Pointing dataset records
━━━━━━━━━━━━━━━━━━━━━━━━━━━━━━

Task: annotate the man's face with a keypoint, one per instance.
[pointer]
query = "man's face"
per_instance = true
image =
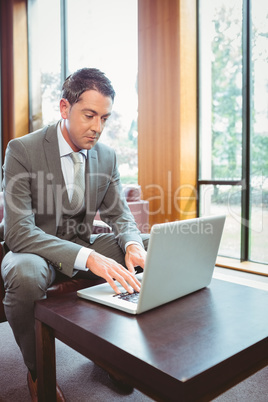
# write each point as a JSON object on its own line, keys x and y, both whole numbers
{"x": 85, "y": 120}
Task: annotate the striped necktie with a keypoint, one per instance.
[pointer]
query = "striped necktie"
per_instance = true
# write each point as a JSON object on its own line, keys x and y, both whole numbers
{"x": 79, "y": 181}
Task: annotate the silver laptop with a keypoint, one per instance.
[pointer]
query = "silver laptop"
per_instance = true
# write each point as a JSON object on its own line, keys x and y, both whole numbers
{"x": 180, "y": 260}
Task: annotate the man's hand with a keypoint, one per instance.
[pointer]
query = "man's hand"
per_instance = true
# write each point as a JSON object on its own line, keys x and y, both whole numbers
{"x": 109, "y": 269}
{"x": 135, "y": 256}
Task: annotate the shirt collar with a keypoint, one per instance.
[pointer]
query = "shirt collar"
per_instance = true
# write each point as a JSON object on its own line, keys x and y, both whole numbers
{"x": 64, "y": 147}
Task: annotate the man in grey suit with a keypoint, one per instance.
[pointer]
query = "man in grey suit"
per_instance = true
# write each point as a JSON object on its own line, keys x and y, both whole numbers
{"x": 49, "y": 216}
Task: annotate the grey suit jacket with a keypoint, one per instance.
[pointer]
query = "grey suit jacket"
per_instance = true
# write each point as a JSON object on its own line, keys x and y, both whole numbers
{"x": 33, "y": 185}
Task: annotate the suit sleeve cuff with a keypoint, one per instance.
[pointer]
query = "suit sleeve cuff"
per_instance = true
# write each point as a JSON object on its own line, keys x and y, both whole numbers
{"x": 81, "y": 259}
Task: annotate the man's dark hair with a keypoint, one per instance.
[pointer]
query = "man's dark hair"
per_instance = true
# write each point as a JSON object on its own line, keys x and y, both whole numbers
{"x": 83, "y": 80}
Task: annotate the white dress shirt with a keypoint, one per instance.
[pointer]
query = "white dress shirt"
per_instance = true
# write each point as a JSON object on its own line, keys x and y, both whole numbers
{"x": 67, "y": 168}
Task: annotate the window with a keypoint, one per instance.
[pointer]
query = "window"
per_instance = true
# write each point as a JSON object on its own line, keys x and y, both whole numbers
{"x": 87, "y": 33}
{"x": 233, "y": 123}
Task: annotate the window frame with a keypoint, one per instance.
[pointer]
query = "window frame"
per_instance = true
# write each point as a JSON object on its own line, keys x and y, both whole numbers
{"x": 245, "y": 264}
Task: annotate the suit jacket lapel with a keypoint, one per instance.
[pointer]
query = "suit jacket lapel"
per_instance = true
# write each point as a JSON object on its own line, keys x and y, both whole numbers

━━━━━━━━━━━━━━━━━━━━━━━━━━━━━━

EXERCISE AIM —
Please copy the records again, beginning at the line that has "Task: annotate the man in" and stopping after the last line of the records, keeping every line and its wording unchanged except the x and y point coordinates in the answers, which should be multiplied by 2.25 and rounded to whole numbers with halves rounded up.

THE RESULT —
Task: annotate the man in grey suit with a keypoint, one per instance.
[pointer]
query = "man in grey suit"
per_instance = true
# write each point as a JSON object on its own line, keys x and y, both whole numbers
{"x": 110, "y": 486}
Task: annotate the grey suit jacket with a keypoint, one per instance.
[pointer]
query = "grey suit jacket"
per_instance = true
# write each point as a JSON object on its own line, keys x and y, both whole numbers
{"x": 74, "y": 416}
Task: annotate the suit sleeve cuff with a keypoint, one per instance.
[pointer]
query = "suit sleeve cuff"
per_instance = true
# write each point as a JSON object on its own line, keys x and y, both whole numbers
{"x": 182, "y": 583}
Task: annotate the man's dark hair with a keypoint, one per instance.
[pointer]
query = "man's dark hair"
per_instance = true
# write each point as a JSON object on its own line, keys x and y, both whole numbers
{"x": 187, "y": 180}
Task: annotate the white dress shirt with a keypoint, one per instance.
[pointer]
query = "white dress shirt"
per_instance = true
# write each point as a JSON object on its own line, keys x and y, both whole numbers
{"x": 151, "y": 378}
Task: annotate the window with a keypoint, one per instance.
[pointer]
query = "window"
per_instance = true
# write each point as a JSON object on its own line, keys x and y, both whole numbers
{"x": 196, "y": 74}
{"x": 524, "y": 277}
Task: annotate the window frame with a keypoint, one per instance.
[pointer]
query = "window frame"
per_instance = true
# write each point as a JSON object on its own line, keys x and y, both whole numbers
{"x": 551, "y": 594}
Task: annotate the suit jacket lapel with a keypoint, one per instance.
[pointer]
query = "suit jacket lapel"
per_instance = true
# write each point as a JSON object on its own line, keys x and y, both whole numbers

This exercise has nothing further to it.